*What needs to be done*. Copy the listing from the line containing "Practice. Place a point on every instance of the red" through the end, substituting "fuzzy stem" for "hairy stem" and leaving everything else unchanged.

─── Exercise data

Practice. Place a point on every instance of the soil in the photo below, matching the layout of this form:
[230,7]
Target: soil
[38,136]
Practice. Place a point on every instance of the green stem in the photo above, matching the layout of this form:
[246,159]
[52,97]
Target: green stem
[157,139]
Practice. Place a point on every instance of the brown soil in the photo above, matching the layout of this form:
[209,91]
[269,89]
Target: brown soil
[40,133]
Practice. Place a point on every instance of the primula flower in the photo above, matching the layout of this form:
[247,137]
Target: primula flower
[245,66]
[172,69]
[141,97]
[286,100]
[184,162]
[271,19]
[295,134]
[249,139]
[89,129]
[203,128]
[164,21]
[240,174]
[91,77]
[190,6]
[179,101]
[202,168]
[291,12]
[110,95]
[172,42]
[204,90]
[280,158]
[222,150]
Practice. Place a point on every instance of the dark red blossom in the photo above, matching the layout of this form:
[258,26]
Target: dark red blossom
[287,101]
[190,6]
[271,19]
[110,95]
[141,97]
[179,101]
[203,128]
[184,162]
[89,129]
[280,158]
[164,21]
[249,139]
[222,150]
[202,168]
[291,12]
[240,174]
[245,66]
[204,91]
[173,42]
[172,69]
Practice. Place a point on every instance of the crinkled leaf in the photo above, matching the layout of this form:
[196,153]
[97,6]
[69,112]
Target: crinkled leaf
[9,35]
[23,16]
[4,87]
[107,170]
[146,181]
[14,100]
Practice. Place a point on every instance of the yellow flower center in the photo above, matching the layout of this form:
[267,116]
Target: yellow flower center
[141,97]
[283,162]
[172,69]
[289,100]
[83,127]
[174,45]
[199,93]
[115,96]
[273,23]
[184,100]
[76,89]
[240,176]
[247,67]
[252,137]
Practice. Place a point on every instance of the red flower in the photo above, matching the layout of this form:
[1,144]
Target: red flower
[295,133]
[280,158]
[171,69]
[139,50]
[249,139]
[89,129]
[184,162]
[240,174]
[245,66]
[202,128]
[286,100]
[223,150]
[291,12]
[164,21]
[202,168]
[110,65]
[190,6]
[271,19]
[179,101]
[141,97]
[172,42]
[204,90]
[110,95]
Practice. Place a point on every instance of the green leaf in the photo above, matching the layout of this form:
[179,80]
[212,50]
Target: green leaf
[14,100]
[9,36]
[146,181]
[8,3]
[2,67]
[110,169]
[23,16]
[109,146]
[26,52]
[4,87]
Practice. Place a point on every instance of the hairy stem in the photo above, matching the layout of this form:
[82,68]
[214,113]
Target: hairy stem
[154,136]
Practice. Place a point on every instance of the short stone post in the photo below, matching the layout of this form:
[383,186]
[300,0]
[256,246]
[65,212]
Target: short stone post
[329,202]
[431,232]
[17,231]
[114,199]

──────

*Result of this exercise*.
Practice. Place a point on every instance of the red flower in the photo above, matching the layout of this form:
[1,144]
Target: red flower
[295,133]
[280,158]
[171,69]
[139,50]
[249,139]
[89,129]
[184,162]
[240,174]
[245,66]
[202,128]
[286,100]
[223,150]
[291,12]
[164,21]
[202,168]
[110,65]
[190,6]
[271,19]
[179,101]
[141,97]
[172,42]
[204,90]
[110,95]
Practice. Place a point on every instance of the green leaf in the photo above, matching the layout of this form:
[179,80]
[212,50]
Target: green leaf
[14,100]
[9,36]
[146,181]
[8,3]
[2,67]
[110,169]
[23,16]
[109,146]
[26,52]
[4,87]
Practice. Place a point on every instance of the fuzzy stem in the photo above, matching the layout of this form:
[82,68]
[214,113]
Target: fuzzy stem
[154,136]
Practice. Place a point on every instance of the short stone post in the photo below, matching the layout of this form:
[383,186]
[300,0]
[256,246]
[65,212]
Target: short stone post
[329,202]
[431,232]
[17,231]
[114,199]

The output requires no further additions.